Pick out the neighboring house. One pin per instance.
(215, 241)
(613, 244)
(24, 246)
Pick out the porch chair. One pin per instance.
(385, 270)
****************
### [TO BE DONE]
Can you give all of this material as a Markdown table with the columns n and Line, numbering each row and leaving out blank lines?

### [SOLUTION TO THE PROBLEM]
| n | Line |
|---|---|
| 1 | Pick out the neighboring house. One pin per instance. |
| 2 | (215, 241) |
| 3 | (613, 244) |
| 4 | (24, 246) |
| 5 | Pick out the porch chair. One pin per instance. |
| 6 | (385, 270) |